__WHAT THE TASK ASKS__
Retype the records below word for word, starting at the line that contains "of the insulator" and ending at the line that contains "(800, 1290)", with both of those lines included.
======== DATA FOR THIS TASK ========
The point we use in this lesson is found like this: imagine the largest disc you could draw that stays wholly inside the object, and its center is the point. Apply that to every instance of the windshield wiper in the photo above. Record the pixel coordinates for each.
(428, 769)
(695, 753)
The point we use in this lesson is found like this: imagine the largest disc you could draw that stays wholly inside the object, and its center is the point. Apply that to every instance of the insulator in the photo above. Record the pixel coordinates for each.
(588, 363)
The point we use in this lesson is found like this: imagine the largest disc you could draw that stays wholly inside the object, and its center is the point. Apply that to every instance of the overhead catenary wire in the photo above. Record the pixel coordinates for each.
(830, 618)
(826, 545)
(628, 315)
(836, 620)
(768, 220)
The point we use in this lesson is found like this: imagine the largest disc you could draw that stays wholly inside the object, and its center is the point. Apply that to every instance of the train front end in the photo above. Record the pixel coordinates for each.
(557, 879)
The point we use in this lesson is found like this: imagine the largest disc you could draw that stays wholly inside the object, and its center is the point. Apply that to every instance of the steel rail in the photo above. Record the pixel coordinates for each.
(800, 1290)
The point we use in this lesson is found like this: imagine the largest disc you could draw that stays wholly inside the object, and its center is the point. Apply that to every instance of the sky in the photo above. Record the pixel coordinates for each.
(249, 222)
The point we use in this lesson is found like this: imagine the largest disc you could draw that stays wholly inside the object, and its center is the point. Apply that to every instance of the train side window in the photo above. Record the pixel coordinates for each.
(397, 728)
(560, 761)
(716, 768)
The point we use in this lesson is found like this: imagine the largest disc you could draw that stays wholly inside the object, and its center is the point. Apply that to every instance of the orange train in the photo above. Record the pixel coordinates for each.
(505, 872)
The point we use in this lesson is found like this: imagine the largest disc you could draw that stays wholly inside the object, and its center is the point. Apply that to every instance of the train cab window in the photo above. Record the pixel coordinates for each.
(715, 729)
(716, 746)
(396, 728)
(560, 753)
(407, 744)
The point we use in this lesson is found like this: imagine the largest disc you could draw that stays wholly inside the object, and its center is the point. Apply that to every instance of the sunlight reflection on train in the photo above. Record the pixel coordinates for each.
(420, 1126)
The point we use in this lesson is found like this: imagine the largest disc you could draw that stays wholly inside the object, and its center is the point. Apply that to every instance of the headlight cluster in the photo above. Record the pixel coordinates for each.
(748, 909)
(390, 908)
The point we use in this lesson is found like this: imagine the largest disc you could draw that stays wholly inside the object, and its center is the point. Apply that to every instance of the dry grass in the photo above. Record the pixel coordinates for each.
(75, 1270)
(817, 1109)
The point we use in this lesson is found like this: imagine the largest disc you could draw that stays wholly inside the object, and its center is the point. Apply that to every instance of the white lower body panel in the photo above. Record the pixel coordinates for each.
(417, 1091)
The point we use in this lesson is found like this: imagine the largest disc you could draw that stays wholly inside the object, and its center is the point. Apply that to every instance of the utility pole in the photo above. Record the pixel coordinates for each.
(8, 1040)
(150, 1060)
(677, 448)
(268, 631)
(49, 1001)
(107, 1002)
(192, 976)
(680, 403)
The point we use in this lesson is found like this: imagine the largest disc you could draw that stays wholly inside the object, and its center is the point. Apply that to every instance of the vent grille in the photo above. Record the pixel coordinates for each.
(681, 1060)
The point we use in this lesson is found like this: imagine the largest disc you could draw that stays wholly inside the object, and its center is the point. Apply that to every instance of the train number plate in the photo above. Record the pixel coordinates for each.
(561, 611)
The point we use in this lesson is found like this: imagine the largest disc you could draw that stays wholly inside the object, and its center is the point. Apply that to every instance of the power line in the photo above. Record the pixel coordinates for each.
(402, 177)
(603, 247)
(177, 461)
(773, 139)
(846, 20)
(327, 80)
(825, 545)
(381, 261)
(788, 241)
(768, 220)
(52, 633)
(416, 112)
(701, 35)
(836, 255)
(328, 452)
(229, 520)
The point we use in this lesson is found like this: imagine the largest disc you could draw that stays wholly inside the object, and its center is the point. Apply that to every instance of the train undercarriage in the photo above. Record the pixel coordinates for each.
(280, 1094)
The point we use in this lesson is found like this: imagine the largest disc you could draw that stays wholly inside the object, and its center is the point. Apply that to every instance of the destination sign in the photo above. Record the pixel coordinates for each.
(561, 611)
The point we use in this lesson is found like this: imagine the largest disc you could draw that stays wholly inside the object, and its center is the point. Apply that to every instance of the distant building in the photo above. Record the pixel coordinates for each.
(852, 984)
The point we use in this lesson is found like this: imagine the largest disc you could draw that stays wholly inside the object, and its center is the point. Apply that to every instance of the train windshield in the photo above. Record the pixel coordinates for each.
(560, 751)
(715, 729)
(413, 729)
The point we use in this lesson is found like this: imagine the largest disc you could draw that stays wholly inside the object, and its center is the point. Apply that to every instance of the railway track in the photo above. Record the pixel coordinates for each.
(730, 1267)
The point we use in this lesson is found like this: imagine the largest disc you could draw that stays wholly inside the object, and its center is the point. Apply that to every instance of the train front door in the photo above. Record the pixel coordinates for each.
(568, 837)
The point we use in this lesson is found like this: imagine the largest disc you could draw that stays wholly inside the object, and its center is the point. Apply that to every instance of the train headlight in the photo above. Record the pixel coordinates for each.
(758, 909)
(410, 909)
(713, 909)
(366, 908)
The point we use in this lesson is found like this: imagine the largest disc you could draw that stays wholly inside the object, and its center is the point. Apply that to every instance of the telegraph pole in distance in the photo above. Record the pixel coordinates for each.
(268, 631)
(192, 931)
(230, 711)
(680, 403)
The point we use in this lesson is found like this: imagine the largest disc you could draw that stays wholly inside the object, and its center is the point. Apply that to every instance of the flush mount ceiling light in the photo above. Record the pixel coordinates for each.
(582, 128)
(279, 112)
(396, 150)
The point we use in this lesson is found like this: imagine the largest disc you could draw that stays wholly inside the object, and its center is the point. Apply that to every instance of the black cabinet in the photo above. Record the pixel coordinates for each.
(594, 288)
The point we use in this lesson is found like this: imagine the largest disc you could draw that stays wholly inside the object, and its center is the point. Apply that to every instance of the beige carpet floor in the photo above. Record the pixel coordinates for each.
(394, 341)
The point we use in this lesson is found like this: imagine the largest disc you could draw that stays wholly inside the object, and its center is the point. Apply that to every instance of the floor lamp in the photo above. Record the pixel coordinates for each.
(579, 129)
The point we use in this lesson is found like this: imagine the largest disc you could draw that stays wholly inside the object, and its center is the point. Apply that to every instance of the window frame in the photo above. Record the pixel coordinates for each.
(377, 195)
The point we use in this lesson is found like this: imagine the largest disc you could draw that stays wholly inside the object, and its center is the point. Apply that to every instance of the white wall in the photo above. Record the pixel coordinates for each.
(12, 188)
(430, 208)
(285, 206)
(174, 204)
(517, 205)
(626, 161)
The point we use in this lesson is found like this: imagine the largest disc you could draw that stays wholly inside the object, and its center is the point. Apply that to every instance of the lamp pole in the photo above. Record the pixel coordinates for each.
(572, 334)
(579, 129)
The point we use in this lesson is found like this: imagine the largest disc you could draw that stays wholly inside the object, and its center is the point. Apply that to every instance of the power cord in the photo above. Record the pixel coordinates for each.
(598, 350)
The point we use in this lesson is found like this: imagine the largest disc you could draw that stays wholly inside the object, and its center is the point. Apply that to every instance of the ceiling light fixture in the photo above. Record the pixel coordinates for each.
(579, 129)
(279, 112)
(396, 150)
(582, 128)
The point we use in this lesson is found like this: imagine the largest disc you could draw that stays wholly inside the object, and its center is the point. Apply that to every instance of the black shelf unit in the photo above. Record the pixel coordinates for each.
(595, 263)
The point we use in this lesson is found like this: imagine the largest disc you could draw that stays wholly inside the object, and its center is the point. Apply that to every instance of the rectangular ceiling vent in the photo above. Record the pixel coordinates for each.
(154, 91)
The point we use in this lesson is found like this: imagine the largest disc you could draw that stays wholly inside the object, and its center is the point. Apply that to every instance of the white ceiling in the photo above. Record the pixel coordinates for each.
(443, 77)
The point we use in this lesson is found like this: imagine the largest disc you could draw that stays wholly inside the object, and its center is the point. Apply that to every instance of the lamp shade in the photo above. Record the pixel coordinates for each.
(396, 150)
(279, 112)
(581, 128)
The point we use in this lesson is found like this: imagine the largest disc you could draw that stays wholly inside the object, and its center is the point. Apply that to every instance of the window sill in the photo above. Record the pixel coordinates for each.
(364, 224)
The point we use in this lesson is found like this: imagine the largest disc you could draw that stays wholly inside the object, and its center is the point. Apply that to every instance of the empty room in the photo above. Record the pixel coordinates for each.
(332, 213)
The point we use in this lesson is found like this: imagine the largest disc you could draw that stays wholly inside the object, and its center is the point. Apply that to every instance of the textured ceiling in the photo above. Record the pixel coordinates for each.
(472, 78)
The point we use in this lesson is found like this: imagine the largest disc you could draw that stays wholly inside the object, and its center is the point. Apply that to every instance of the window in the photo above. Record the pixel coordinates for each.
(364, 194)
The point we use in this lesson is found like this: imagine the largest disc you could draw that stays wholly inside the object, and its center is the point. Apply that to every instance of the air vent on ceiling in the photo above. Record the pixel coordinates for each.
========
__WORKED ANSWER__
The point we use in this lesson is found like this: imagine the largest disc you could draw that stays wholly inside the object, and its center is the point. Apply that to every instance of the insulator in the photo above. Record the pixel coordinates for each.
(588, 363)
The point we use in this lesson is found like this: imagine the largest disc you could draw that stays wholly inside the object, and its center is the point. Apply that to every instance of the overhead catenary wire in the photo above. Record the pixel coordinates for each.
(830, 618)
(826, 545)
(628, 315)
(836, 620)
(768, 220)
The point we use in this lesson is found like this: imagine the largest disc you could draw that stays wholly inside the object, and its center is the point. Apply that to every instance of the train front end in the photo above. Record the pixel coordinates for each.
(557, 879)
The point we use in this lesson is found like this: imagine the largest disc you could draw that stays wholly inside the object, and its center is the point. Apply that to every instance of the steel rail in the photo above. Record the pixel coordinates for each.
(800, 1290)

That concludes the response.